§ OBJECTIVE: Reproduce every one of the records below verbatim, leaving each line unchanged.
---- AVAILABLE DATA
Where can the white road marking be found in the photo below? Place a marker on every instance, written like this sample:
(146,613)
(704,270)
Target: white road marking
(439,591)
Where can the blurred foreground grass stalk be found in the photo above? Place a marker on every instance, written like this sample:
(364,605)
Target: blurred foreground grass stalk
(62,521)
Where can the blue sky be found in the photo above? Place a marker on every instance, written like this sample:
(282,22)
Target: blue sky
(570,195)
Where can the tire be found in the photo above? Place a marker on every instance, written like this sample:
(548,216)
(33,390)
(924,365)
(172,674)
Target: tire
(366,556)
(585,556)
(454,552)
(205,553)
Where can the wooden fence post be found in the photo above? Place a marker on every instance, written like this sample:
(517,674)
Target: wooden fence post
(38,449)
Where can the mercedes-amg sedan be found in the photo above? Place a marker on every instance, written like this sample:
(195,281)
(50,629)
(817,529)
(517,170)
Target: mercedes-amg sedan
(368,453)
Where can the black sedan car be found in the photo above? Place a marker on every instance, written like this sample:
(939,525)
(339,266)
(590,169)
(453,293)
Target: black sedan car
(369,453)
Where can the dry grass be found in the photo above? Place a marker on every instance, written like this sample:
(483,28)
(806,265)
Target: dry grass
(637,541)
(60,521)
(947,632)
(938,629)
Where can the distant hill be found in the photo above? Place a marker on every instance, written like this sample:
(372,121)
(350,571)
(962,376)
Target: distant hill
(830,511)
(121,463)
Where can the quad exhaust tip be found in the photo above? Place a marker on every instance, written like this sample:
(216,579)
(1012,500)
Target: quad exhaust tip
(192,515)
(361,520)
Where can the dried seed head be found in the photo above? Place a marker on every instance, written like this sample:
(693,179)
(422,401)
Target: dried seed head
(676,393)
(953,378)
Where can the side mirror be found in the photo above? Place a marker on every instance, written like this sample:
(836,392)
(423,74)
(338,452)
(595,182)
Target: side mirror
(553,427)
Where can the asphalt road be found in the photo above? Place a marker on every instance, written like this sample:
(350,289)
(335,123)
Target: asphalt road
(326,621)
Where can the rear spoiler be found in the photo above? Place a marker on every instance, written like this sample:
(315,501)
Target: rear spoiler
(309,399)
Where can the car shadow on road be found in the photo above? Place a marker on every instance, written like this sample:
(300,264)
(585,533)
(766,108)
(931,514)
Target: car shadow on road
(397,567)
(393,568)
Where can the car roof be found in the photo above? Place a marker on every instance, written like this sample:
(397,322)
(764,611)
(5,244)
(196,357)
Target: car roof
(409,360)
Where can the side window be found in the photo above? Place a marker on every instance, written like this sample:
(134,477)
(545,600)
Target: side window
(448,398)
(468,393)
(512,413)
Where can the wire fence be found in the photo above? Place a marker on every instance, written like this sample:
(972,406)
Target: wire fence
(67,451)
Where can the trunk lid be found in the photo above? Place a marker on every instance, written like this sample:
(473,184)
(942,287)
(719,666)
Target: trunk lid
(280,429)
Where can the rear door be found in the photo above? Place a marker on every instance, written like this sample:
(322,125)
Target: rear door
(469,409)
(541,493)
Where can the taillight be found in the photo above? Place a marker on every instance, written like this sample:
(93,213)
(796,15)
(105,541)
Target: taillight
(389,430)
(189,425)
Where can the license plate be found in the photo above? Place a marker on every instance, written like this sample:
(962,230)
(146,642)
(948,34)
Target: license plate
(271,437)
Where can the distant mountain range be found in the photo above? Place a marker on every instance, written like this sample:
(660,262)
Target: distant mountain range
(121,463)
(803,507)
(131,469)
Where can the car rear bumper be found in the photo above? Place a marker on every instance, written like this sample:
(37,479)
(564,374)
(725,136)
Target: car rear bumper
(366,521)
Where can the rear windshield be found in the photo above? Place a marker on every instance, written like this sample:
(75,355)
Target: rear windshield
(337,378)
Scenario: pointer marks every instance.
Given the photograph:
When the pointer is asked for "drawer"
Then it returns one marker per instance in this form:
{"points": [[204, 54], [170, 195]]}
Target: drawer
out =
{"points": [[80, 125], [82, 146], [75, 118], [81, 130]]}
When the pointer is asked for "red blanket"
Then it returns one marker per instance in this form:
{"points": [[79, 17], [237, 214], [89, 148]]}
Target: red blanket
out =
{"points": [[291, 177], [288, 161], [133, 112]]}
--------
§ SOLUTION TO THIS PROBLEM:
Where can the white road marking be found in the photo below? Place a marker on every instance, written like this sample:
(146,613)
(704,270)
Target: white road marking
(439,591)
Where can the blurred foreground grass stalk be found in the photo above? Place a marker on every instance, written like this sample:
(364,605)
Target: blurred foreground grass stalk
(62,521)
Where can the blue sky be found in the photo above? Place a marker on every instance, written like this sample:
(282,22)
Target: blue sky
(570,195)
Where can the tire be found in the photo above? Place a marker on every instance, written like this sample:
(548,216)
(33,390)
(924,365)
(172,674)
Target: tire
(366,556)
(585,556)
(454,552)
(205,553)
Where can the wooden fence post be found in the photo above? Place a marker on every instance, written like this sample:
(517,674)
Target: wooden fence post
(38,449)
Where can the mercedes-amg sedan be found in the photo above? Place a marker on every instance, written like this sample:
(195,281)
(50,629)
(817,529)
(517,170)
Target: mercedes-amg sedan
(368,453)
Where can the black sedan car be found in the photo above? Place a marker on every instance, written like this sample:
(939,525)
(339,266)
(590,169)
(453,293)
Target: black sedan car
(369,453)
Where can the dry grass be found in the photo above? Place a marker on every instance, written like this sample:
(483,28)
(806,265)
Target: dry grass
(637,541)
(60,521)
(947,632)
(938,629)
Where can the distant hill be found in the photo above? Place a marker on every instance, written like this sample:
(372,121)
(350,571)
(962,376)
Target: distant hill
(830,511)
(121,463)
Where can the quad exhaust tip be found in the photo above? Place a marker on every instance, written like this sample:
(216,579)
(1012,500)
Target: quad exhaust tip
(192,515)
(361,520)
Where can the dried seed head be found in the photo above? Place a marker on every instance, written like this sample:
(693,179)
(422,401)
Target: dried seed head
(676,393)
(953,378)
Where can the side mirror be found in the photo above? Place a marker on every instance, written like this sample:
(836,392)
(423,74)
(338,452)
(595,182)
Target: side mirror
(553,427)
Where can the asphalt road be found in the photo above? Place a marker on every instance, written like this sample:
(350,289)
(335,123)
Target: asphalt road
(326,621)
Where can the rear spoiler be found in the photo above? Place a marker on every instance, written like this sample:
(315,501)
Target: rear spoiler
(309,399)
Where can the car shadow on road be found in the photo above? Place a marker on every instance, written like this sample:
(300,264)
(585,533)
(766,108)
(931,514)
Target: car shadow on road
(397,567)
(393,568)
Where can the car roof be found in the photo above? Place a marker on every instance, written like this sample:
(397,322)
(764,611)
(5,244)
(196,357)
Target: car roof
(409,360)
Where can the side window be found in the photo above? Place a marker on every instance, written like this sample:
(134,477)
(545,600)
Target: side window
(448,398)
(468,393)
(512,413)
Where can the wire fence be found in the photo above? Place a marker on every instance, written like this sample:
(972,406)
Target: wire fence
(67,451)
Where can the trunk lid be found in the photo above? Place a marker on every instance, written like this sample:
(473,184)
(942,287)
(719,666)
Target: trunk lid
(280,429)
Where can the rear door be found in the photo above? Place a marker on every instance, written like this sample:
(322,125)
Target: rear door
(469,409)
(541,493)
Where can the taillight be found in the photo above? Place a marker on every instance, written like this sample:
(93,213)
(796,15)
(105,541)
Target: taillight
(389,430)
(189,425)
Where can the license plate be found in the photo above? Place a marker on every instance, written like this sample:
(962,230)
(146,642)
(948,34)
Target: license plate
(271,437)
Where can the distant mountain range be found in the photo above? Place a marker on every instance, written like this sample:
(660,262)
Target: distant mountain range
(121,463)
(803,507)
(131,469)
Where can the car rear bumper be found in the photo above? Place a marker on every instance, written like this sample:
(37,479)
(564,374)
(725,136)
Target: car rear bumper
(366,521)
Where can the rear windshield be found in the photo above? Place a marker on every instance, written like this sample:
(75,355)
Target: rear windshield
(337,378)
Scenario: pointer marks every instance.
Given the photograph:
When the pointer is asked for "drawer"
Then it returns one marker per instance in this form:
{"points": [[204, 54], [170, 195]]}
Target: drawer
out =
{"points": [[80, 125], [82, 146], [75, 118], [81, 130]]}
When the pointer is asked for "red blanket"
Then it returns one marker per instance in this form:
{"points": [[79, 17], [237, 214], [89, 148]]}
Target: red blanket
out =
{"points": [[291, 177], [288, 161], [133, 112]]}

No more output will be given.